▶ GIVEN REQUEST: Extract every line of the listing below word for word, leaving the pictures out of your answer.

[Recorded data]
*****
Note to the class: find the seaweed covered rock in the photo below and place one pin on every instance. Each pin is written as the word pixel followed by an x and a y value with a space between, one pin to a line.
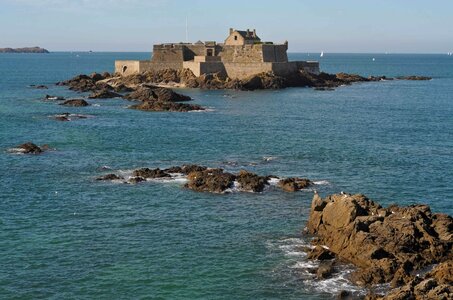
pixel 381 242
pixel 294 184
pixel 110 176
pixel 153 93
pixel 166 106
pixel 150 173
pixel 75 103
pixel 27 148
pixel 251 182
pixel 103 94
pixel 210 180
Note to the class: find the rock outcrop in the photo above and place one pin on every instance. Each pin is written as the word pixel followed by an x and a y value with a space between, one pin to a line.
pixel 153 93
pixel 103 94
pixel 210 180
pixel 75 103
pixel 165 106
pixel 251 182
pixel 386 244
pixel 28 148
pixel 294 184
pixel 24 50
pixel 150 173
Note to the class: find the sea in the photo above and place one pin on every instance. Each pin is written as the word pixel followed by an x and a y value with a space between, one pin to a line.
pixel 64 235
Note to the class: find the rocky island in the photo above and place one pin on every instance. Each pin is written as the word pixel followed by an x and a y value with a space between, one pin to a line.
pixel 24 50
pixel 408 247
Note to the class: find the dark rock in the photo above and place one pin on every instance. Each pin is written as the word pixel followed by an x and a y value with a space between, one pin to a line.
pixel 150 173
pixel 28 148
pixel 24 50
pixel 110 177
pixel 320 253
pixel 380 242
pixel 137 179
pixel 75 103
pixel 104 94
pixel 294 184
pixel 210 180
pixel 413 77
pixel 153 93
pixel 39 87
pixel 325 270
pixel 49 97
pixel 251 182
pixel 165 106
pixel 185 169
pixel 68 117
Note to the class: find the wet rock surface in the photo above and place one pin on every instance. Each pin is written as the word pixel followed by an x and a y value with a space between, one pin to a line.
pixel 75 103
pixel 386 244
pixel 150 173
pixel 210 180
pixel 251 182
pixel 165 106
pixel 66 117
pixel 294 184
pixel 104 94
pixel 110 177
pixel 28 148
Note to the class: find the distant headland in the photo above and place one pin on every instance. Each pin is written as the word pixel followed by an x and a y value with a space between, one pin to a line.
pixel 24 50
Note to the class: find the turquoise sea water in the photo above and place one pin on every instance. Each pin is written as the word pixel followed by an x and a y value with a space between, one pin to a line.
pixel 65 236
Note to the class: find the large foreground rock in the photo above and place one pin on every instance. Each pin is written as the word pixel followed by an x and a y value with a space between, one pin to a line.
pixel 386 244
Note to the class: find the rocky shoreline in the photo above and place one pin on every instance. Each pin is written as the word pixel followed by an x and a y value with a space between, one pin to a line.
pixel 212 180
pixel 387 245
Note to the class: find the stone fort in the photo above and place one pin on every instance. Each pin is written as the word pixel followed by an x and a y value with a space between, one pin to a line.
pixel 243 54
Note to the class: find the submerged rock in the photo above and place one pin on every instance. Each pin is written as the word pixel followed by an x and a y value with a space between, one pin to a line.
pixel 294 184
pixel 39 87
pixel 28 148
pixel 251 182
pixel 210 180
pixel 104 94
pixel 166 106
pixel 75 103
pixel 110 176
pixel 65 117
pixel 413 77
pixel 150 173
pixel 49 97
pixel 381 242
pixel 153 93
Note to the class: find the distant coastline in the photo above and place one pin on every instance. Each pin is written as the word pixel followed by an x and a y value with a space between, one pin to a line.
pixel 24 50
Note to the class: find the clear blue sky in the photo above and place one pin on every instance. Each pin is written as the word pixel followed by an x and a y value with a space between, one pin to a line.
pixel 404 26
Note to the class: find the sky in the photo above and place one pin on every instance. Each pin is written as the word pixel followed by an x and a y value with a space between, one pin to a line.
pixel 351 26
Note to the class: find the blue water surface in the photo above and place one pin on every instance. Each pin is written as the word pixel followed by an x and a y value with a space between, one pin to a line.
pixel 64 235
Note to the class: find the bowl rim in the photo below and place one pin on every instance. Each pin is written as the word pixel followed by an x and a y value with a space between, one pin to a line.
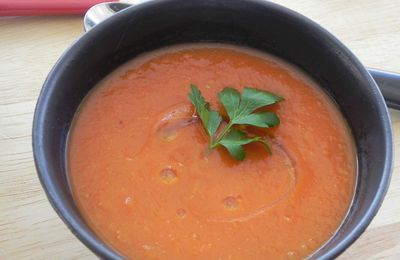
pixel 103 250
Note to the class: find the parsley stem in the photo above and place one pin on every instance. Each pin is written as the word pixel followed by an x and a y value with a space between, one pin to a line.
pixel 221 135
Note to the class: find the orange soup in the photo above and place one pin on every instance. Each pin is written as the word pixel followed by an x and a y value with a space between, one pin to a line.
pixel 146 184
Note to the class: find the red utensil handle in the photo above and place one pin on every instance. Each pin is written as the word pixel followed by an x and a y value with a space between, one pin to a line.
pixel 46 7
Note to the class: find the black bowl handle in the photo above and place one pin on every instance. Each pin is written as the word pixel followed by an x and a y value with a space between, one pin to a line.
pixel 389 84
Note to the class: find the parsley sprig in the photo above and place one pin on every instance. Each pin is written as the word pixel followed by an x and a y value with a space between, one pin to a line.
pixel 241 109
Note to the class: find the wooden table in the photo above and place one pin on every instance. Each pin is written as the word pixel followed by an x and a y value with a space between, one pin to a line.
pixel 29 227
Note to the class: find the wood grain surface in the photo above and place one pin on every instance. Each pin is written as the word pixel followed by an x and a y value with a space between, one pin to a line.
pixel 29 47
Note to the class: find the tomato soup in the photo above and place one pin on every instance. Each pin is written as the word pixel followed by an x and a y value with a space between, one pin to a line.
pixel 145 183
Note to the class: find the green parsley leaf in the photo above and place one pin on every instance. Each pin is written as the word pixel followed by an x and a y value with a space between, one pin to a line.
pixel 234 140
pixel 211 119
pixel 240 108
pixel 241 111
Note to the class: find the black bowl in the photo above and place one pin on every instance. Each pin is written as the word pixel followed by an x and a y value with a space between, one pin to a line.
pixel 257 24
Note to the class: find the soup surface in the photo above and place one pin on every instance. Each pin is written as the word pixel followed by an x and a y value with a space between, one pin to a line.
pixel 143 180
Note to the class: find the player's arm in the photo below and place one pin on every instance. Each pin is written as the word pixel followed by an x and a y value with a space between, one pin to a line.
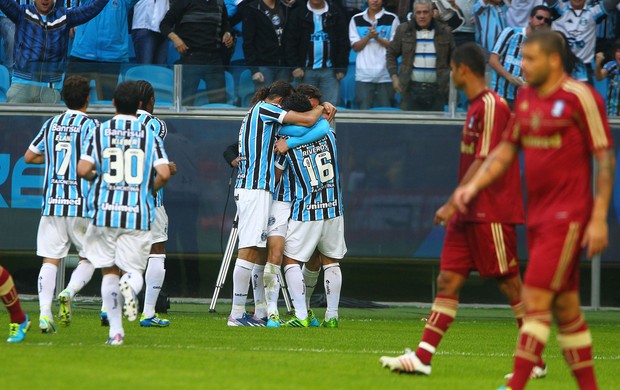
pixel 493 167
pixel 596 235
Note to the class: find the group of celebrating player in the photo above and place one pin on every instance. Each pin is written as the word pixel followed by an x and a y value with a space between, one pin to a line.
pixel 559 124
pixel 289 204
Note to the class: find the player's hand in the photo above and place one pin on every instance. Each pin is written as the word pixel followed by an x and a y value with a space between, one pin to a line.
pixel 463 195
pixel 173 167
pixel 281 147
pixel 228 40
pixel 595 237
pixel 444 214
pixel 298 73
pixel 600 57
pixel 330 110
pixel 258 77
pixel 396 84
pixel 180 45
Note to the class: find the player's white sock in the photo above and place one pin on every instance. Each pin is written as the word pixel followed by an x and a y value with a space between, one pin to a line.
pixel 112 300
pixel 272 287
pixel 333 285
pixel 310 278
pixel 135 280
pixel 154 279
pixel 296 289
pixel 46 286
pixel 258 285
pixel 241 282
pixel 80 276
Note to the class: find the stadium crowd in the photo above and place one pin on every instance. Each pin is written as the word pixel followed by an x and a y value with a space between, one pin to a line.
pixel 358 53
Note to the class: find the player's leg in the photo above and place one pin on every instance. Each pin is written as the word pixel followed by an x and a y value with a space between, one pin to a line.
pixel 455 265
pixel 253 209
pixel 81 275
pixel 574 338
pixel 155 271
pixel 19 321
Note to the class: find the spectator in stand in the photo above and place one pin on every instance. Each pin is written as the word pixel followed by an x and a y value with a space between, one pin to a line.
pixel 101 46
pixel 41 34
pixel 316 44
pixel 518 12
pixel 425 45
pixel 505 59
pixel 578 22
pixel 610 70
pixel 201 33
pixel 370 33
pixel 489 21
pixel 263 45
pixel 150 45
*****
▶ WRITTEN SOLUTION:
Note to the class: find the seaweed covered rock in the photo below and place one pin on every instance. Each pin is written as the word pixel followed by an x and a y value with a space between, one pin to a line.
pixel 381 242
pixel 294 184
pixel 110 176
pixel 153 93
pixel 166 106
pixel 150 173
pixel 75 103
pixel 27 148
pixel 251 182
pixel 103 94
pixel 210 180
Note to the class: find the rock outcrop in the photo above and place one pin on every instance. Each pin is written as the word pixel followed by an x and a y value with a space between, one pin to a line.
pixel 153 93
pixel 103 94
pixel 210 180
pixel 75 103
pixel 165 106
pixel 251 182
pixel 386 244
pixel 28 148
pixel 294 184
pixel 24 50
pixel 150 173
Note to the class: find the sea in the photo above and place one pin on every instance. Each pin is written as the word pixel followed by an x and a y value with a space between, one pin to a line.
pixel 64 235
Note to the class: find the rocky island in the photo above and place one pin on every instance. Each pin is written as the word pixel followed by an x and a y value with a space between, one pin to a line.
pixel 24 50
pixel 408 247
Note to the class: find the dark rock in the photo above and place one pin on every instance. Each pin is written as the word pixel followed by an x and a y value with a space between, one pin to a line.
pixel 150 173
pixel 28 148
pixel 24 50
pixel 110 177
pixel 320 253
pixel 380 242
pixel 137 179
pixel 75 103
pixel 104 94
pixel 294 184
pixel 210 180
pixel 413 77
pixel 153 93
pixel 39 87
pixel 325 270
pixel 49 97
pixel 251 182
pixel 165 106
pixel 185 169
pixel 68 117
Note to the class: find the wet rock surface in the photo above and place one pin on every instance. Each pin is written as the word pixel followed by an x and a y value with a space between, one pin to a line.
pixel 75 103
pixel 386 244
pixel 150 173
pixel 210 180
pixel 251 182
pixel 165 106
pixel 66 117
pixel 294 184
pixel 104 94
pixel 110 177
pixel 28 148
Note to the class: find the distant headland in the photo above and place one pin on every instance. Each pin is written as the word pixel followed by an x and a y value with a space between, one pin to a line.
pixel 24 50
Note to the class: find the turquoise sea water in the photo above and place one pin on every instance. Each pin is written as the word pixel followed by an x and a y value with a space between, one pin to a line.
pixel 65 236
Note to the class: find the large foreground rock in the photo above and place one pin on every instance. Each pin is written as the word pixel followed by an x and a y value with a space between, one pin to a line.
pixel 386 244
Note to the class: find the rocky shoreline in the photo above and place one pin on every instance. Each pin is written as the word pixel followed by an x and a y value with a space between, one pin to a line.
pixel 212 180
pixel 387 245
Note to the class: find the stone fort in the photo above and place one pin on every instance. Each pin is written as the word pixel followed by an x and a y value with a space between, one pin to a line.
pixel 243 54
Note to the class: find the submerged rock in the photo above and place one pin on every instance. Each pin is written as the word pixel followed by an x and a y value with a space between, one pin to a line.
pixel 294 184
pixel 39 87
pixel 28 148
pixel 251 182
pixel 210 180
pixel 104 94
pixel 166 106
pixel 75 103
pixel 110 176
pixel 65 117
pixel 413 77
pixel 150 173
pixel 49 97
pixel 381 242
pixel 153 93
Note to the class: find the distant coastline in the photo above and place one pin on every instance. Each pin is written as the word pixel followed by an x and a y value with a space between, one pin to a line.
pixel 24 50
Note to the class: find the clear blue sky in the photo above and place one pin on every instance. Each pin is written as the word pixel followed by an x and a y value with a space between, one pin to a line.
pixel 404 26
Note to the class: find the sky in the photo above and place one pin on every instance. Each pin is written as the word pixel followed by an x and a y value with a space between, one pin to a line.
pixel 351 26
Note to the class: find the blue water surface in the photo above and place one pin on every instance. Each pin is written as the word pixel followed by an x and a y value with a space between, one pin to a line.
pixel 64 235
Note to the class: find the bowl rim in the photo below and place one pin on every instance. Each pin is written as the word pixel followed by an x and a y value with a space between, one pin to a line.
pixel 103 250
Note to the class: find the parsley stem in the photo above and place one pin on every instance. Each pin is written as the word pixel followed by an x and a y value with a space between, one pin to a line.
pixel 221 135
Note to the class: find the orange soup in the photo above and place one pin on every instance. Each pin is written as the word pixel followed by an x and a y value with a space between, one pin to a line.
pixel 146 184
Note to the class: find the red utensil handle in the photo above and place one pin on every instance. Each pin is written as the word pixel followed by an x and a y value with a space between, one pin to a line.
pixel 46 7
Note to the class: find the black bowl handle in the photo above and place one pin on every instance. Each pin is written as the word pixel followed by an x and a y value with a space between, one pin to a line.
pixel 389 84
Note to the class: find the parsley sprig in the photo above and place one pin on every instance. Each pin is written as the word pixel followed by an x and a y value with a space between, one pin to a line.
pixel 241 109
Note to the class: find the wooden table in the photo above and place one pin on every instance. Each pin is written as the word pixel followed by an x and a y value with a space between, one pin to a line.
pixel 29 227
Note to the class: find the wood grain surface in the photo above and place one pin on every instance. Each pin is written as the word pixel followed by an x and a y value with a space between, one pin to a line.
pixel 29 47
Note to the class: find the tomato soup in the photo above and place one pin on every instance. Each pin is written as the word pixel followed by an x and a y value with a space between, one pin to a line.
pixel 145 183
Note to the class: find the green parsley leaf in the photo above and place one pin on every instance. Each pin is written as the word pixel followed by an x and a y value with a space between, one pin to a line.
pixel 234 140
pixel 211 119
pixel 240 108
pixel 241 111
Note to the class: find the black bowl in the photo above and place one pin on every instance. Each pin is written as the word pixel followed by an x and a y value with a space between, one pin to a line.
pixel 257 24
Note to the class: find the soup surface in the photo above and place one pin on every instance. Each pin is written as the word pixel followed by an x and a y value with a space between, one pin to a line.
pixel 143 180
Note to the class: find the player's arm in the photo below and place one pin on every instance. Each pin is written as the word pixel followed by an x and a y value with a space between, one pin to a line.
pixel 493 167
pixel 596 235
Note to the class: find the group of celebrating player in the photo above and place one pin on every instance. Each pin is written as the word pixel followed by an x and a y value with a space between, one pin to a line.
pixel 559 124
pixel 289 204
Note to the class: find the player's hand in the photo above and place one pin on every instance. Each pin is written as the word pixel followed by an x and a y value with a space between, one pin to a line.
pixel 463 195
pixel 173 167
pixel 281 147
pixel 228 40
pixel 595 237
pixel 444 214
pixel 298 73
pixel 600 57
pixel 330 110
pixel 258 77
pixel 396 84
pixel 180 45
Note to the class: find the player's white sock in the photo above and place one pin on every instance. Each pin is written as the word pixel followed by an x and a y value with a space between, one pin to a line.
pixel 112 300
pixel 272 287
pixel 333 285
pixel 310 278
pixel 135 280
pixel 154 279
pixel 296 289
pixel 46 286
pixel 258 285
pixel 241 282
pixel 80 276
Note to the class: find the stadium crowd in the photo above and place one pin on every instance. Each pin is written as the word pixel followed by an x and a y value with a space between, one pin to a line.
pixel 358 53
Note to the class: find the player's leg in the photo above and place one pin on every instance. Each pin is written as the word pixel followed by an x and a y value with a space between, one pin to a line.
pixel 455 265
pixel 253 209
pixel 81 275
pixel 574 338
pixel 155 271
pixel 19 321
Note to the class: find the spectator in stand in the photo above and place one pin on every instance. Each pin is written as the word pixel followed by an x and a y value with a space between, one pin to a line.
pixel 101 46
pixel 41 34
pixel 316 44
pixel 518 12
pixel 425 45
pixel 505 59
pixel 578 22
pixel 610 70
pixel 201 33
pixel 370 33
pixel 489 21
pixel 263 45
pixel 150 45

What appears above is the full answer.